- **Texte fourni**
···
Manifestation nationale: "L'industrie a besoin d'investissements, même Mario Draghi le dit"
Ils étaient 5.000 selon la police, plus de 10.000 selon les syndicats, à manifester, ce lundi, dans les rues de Bruxelles en solidarité avec les travailleurs d'Audi Brussels et pour réclamer une politique industrielle européenne porteuse d'avenir.
"Quand l'industrie tousse, c'est toute l'économie qui est malade!" Sur le podium installé place du Luxembourg, avec le Parlement européen dans son dos, Thierry Bodson harangue les milliers de manifestants qui ont fait le déplacement ce lundi à l'appel du front commun syndical.
Le président de la FGTB déroule: "La souveraineté industrielle est essentielle pour notre prospérité. On n'a pas besoin d'austérité, mais d'un plan d'investissement massif qui ne soit pas un chèque en blanc pour les entreprises, mais qui soit conditionné!" Il égrène la liste des fermetures intervenues depuis le début de l'année dans le secteur industriel.
Au premier rang desquelles: Audi Brussels. Certes, la fermeture n'est pas encore certaine. Mais une sérieuse hypothèque est placée sur les 3.000 emplois du site de Forest, sans compter les centaines de sous-traitants dont l'activité en dépend.
Les sous-traitants très remontés
"La direction d'Audi fait comme si on n'existait pas! On réclame donc les mêmes conditions que les travailleurs d'Audi en cas de plan social."
Ces derniers réclament à cor et à cri d'être pris en compte dans le plan social. Présents en délégation, ils sont parmi les plus vocaux dans les rues de Bruxelles ce lundi. "La direction d'Audi fait comme si on n'existait pas! Mais certains travailleurs des cinq sous-traitants opérant à Forest étaient déjà là à l'époque de VW. On réclame donc les mêmes conditions que les travailleurs d'Audi en cas de plan social", explique Jamal El Yakoubi, permanent CSC Metea.
Cela fait quatre semaines que ces 500 travailleurs sont au chômage économique, sans salaire donc. Après quatre autres semaines de fermeture collective de l'usine. "C'est dur pour ces familles, mais elles tiennent bon parce qu'elles ne veulent pas passer à la trappe!"
"En 2007, on pensait encore avoir un avenir. Aujourd'hui, on pense qu'il n'y en a pas..."
Du côté des travailleurs d'Audi, c'est plutôt le fatalisme qui semble l'emporter. Jean-François opère dans le département peinture. C'est un ancien. Il est actif sur le site depuis 1985. Il a connu la restructuration de 2007-2008, quand Volkswagen Forest est devenue Audi Brussels.
"C'est surtout triste pour les jeunes, qui ont encore un prêt à payer, des enfants à élever. En 2007, on pensait encore avoir un avenir. Aujourd'hui, on pense qu'il n'y en a pas", déplore-t-il. "Nous, avec 3.000 travailleurs, on peut produire 50.000 voitures par an. Les Chinois installent une usine en Turquie capable de produire 150.000 voitures avec 5.000 travailleurs." Impossible de rivaliser.
···
- **Données sources**
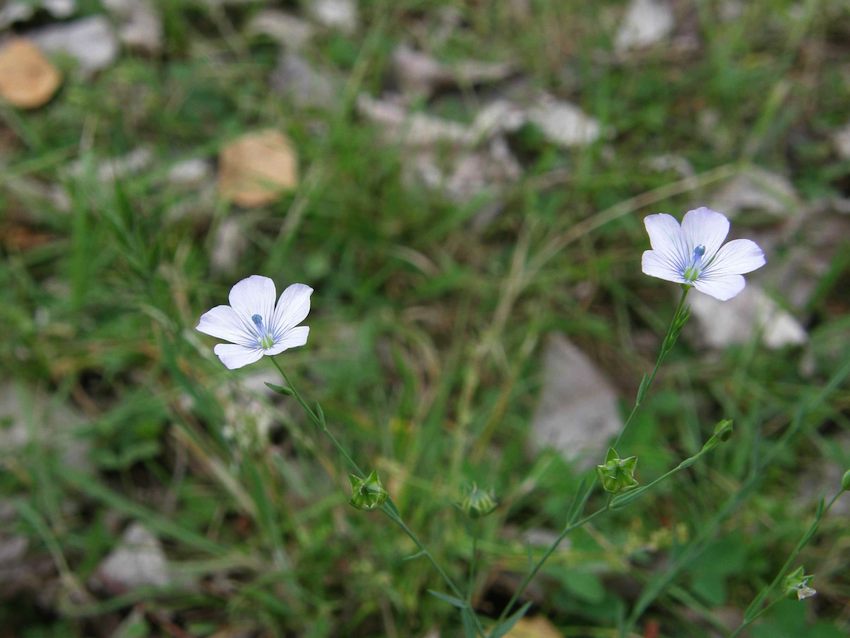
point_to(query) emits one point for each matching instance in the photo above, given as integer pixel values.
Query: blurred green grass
(424, 332)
···
- **Les consignes**
1. Recopiez fidèlement le passage du texte sur la manifestation à Bruxelles allant de « Les sous-traitants très » jusqu'à « permanent CSC Metea. ».
2. Les affirmations suivantes concordent-elles avec le texte sur la manifestation à Bruxelles ? Pour chacune, répondez par oui ou par non en citant mot pour mot le passage décisif. (a) La police a compté 5.000 manifestants. (b) Thierry Bodson est le président de la CSC. (c) L'usine que les Chinois installent en Turquie pourra produire 150.000 voitures.

- **Réponses à l'exercice**
1.
Les sous-traitants très remontés
"La direction d'Audi fait comme si on n'existait pas! On réclame donc les mêmes conditions que les travailleurs d'Audi en cas de plan social."
Ces derniers réclament à cor et à cri d'être pris en compte dans le plan social. Présents en délégation, ils sont parmi les plus vocaux dans les rues de Bruxelles ce lundi. "La direction d'Audi fait comme si on n'existait pas! Mais certains travailleurs des cinq sous-traitants opérant à Forest étaient déjà là à l'époque de VW. On réclame donc les mêmes conditions que les travailleurs d'Audi en cas de plan social", explique Jamal El Yakoubi, permanent CSC Metea.

2.
(a) Oui : « Ils étaient 5.000 selon la police ».
(b) Non : « Le président de la FGTB déroule ».
(c) Oui : « Les Chinois installent une usine en Turquie capable de produire 150.000 voitures avec 5.000 travailleurs ».